Entries taken from a collection:
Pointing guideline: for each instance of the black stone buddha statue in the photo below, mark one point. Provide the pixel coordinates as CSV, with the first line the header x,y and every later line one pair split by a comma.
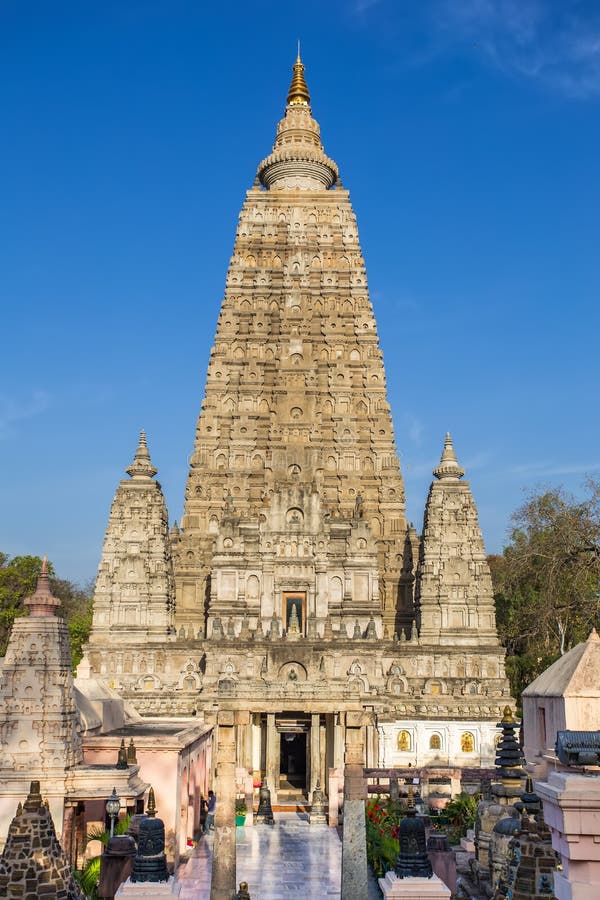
x,y
150,860
413,861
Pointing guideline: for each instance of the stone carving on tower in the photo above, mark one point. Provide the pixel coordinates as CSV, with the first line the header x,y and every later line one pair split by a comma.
x,y
454,600
295,569
134,594
295,482
40,732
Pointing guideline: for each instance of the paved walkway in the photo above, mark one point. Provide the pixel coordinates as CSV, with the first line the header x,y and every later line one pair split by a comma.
x,y
288,859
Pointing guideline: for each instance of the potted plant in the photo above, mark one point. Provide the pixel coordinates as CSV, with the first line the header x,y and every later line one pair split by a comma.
x,y
240,812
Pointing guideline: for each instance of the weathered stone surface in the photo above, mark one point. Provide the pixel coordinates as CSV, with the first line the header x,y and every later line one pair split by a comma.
x,y
28,872
294,566
134,594
40,731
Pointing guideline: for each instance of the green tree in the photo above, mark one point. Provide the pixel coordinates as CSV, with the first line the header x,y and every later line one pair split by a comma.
x,y
18,579
547,581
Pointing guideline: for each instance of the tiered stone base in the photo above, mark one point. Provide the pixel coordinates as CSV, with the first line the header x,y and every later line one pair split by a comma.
x,y
414,888
143,890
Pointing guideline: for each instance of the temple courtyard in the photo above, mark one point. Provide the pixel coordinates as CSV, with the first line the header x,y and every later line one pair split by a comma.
x,y
277,861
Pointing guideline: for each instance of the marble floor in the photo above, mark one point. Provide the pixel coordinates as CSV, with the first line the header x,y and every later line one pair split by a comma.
x,y
286,860
290,859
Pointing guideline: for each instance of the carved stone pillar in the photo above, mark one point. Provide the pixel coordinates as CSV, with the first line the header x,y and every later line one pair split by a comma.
x,y
315,751
272,761
223,882
68,833
354,840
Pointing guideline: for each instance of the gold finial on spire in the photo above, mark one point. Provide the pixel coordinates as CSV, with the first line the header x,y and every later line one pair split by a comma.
x,y
298,93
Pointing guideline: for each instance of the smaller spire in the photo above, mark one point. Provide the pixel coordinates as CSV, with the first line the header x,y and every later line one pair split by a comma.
x,y
142,467
448,469
34,798
298,93
42,602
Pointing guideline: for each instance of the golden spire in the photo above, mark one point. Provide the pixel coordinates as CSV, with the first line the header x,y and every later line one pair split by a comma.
x,y
298,93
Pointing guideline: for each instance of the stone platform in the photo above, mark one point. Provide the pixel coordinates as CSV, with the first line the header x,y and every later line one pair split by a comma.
x,y
291,858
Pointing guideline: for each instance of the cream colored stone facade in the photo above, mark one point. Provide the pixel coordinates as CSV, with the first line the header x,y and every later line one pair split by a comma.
x,y
302,596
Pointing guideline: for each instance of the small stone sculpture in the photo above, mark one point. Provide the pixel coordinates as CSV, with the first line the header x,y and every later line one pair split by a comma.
x,y
150,860
264,815
317,813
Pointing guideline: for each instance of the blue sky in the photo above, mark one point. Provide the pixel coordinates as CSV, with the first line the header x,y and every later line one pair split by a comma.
x,y
468,135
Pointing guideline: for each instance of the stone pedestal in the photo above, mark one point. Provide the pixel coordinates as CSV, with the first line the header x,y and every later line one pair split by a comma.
x,y
149,890
116,864
414,888
443,860
572,812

_THE TASK_. Edit the rows above so that every "Pointing guideline" becomes "Pointing instruction", with everything else left unchanged. Leave the pictures out of your answer.

_SOLUTION TO THIS TASK_.
Pointing instruction: for each instance of the black stone buddha statue in the photo below, mark one point. Provide the pixel coordinates as CSV, with the first line the header x,y and every later line one pair split by a comma.
x,y
150,860
413,861
Pointing instruction: for each instance of the stone carving on tower in the photo above, mark one point. Provide the pixel coordinates as CSV, with the first line the header x,y and every later line one pair split by a comma.
x,y
454,600
295,569
134,594
295,482
40,732
Pointing instruction: for each instance of the paved walkway in the photo above, mark one point. Provide the pixel coordinates as CSV, with the first line the header x,y and every later line one pair split by a comma.
x,y
288,859
Pointing instruction: for each instance of the potted plant in the photo above, mark one point. Provide the pixel coordinates as CSV, with the first line the header x,y and every later line one pair split by a comma.
x,y
240,812
Pointing instruction: for each instance of the weathered stone surface in the photo above, mark one point. Provide the pixel coordinates as CSV, with the first line the header x,y and every later line one pair split by a comma.
x,y
28,872
294,566
134,594
40,731
Pointing instruction: for each instance of the green tree in the photo above, mark one point. Provide the pixel coordinates as CSV, with the first line the header x,y and every later line one pair split by a comma.
x,y
18,579
547,581
Pointing instruction: for each instance of the tiered stone base in the photo above, mark one point. Provide the pixel coordinates as CSV, with the first line the header x,y and every later line one pair split by a comma.
x,y
414,888
143,890
Pointing instruction: for each instance of the temple courtyard in the photo above, mark one point. Provide the pixel coordinates as CSV, with the first line the header x,y and every later line one pair split by a comma.
x,y
277,861
Pointing instruction: for each instance of the marble floor in the photo above, mark one point. Provide the pixel coordinates as CSV, with the first line the header x,y and every later line one pair split by a comma.
x,y
286,860
290,859
Pointing instruction: for each instance of the carved stone pillar in the photo above, mark one point. Provide the pixel coordinates as CSV, with the first line the header x,y and every later line one pair split by a comma.
x,y
315,751
272,761
223,882
68,833
354,840
Pointing instruction: for each instance of the gold finial on spire in the photo above, mark one point. Provide the pixel coordinates as CSV, with the first line the header x,y and every later line one pair split by a comma.
x,y
298,93
Pointing instruction: for each instance of the smaller spire in the photo above, mark one point. Provide the pixel coordinates as CSV, with the first line the header x,y and every later line one pair split by a comma.
x,y
142,467
448,469
34,798
298,93
42,602
Pointing instruction: for each instance of the golden spire in the photo above, mark one point. Provide the pixel coordinates as CSV, with the first line the header x,y and every later line one pair split by a comma.
x,y
298,93
Pointing instruction: for each instance of the stone platform in the photo above, mark one point. Provide the pixel coordinates as CSV, with the first line the header x,y and every later line one pair split by a comma.
x,y
291,858
Pointing instruction: for each instance of the cream colored stone facade in the photo above, mark one point. Provide the pixel coordinates as CSV, with the first line the header x,y and every later line one pair split by a comma.
x,y
302,596
Pointing instruction: for each instance of the small stone sculpture in the photo above, mark one point. Provide the pixel coordinates as CSV, with the first line the header x,y and every later line one pair split by a comma.
x,y
150,860
264,815
317,813
Pointing instruction: for each instance of the blue sky in the photo above, mark one point. Provide the pixel coordinates as CSV, with the first line the header x,y and every later line one pair split by a comma.
x,y
468,135
Pointing instruction: for each instance of the stone pedestal in the photo above, mark one point. Provide the pixel coordinates as CSV, with the first line the header x,y and every later line one pair split by a comma.
x,y
149,890
116,864
414,888
443,860
572,812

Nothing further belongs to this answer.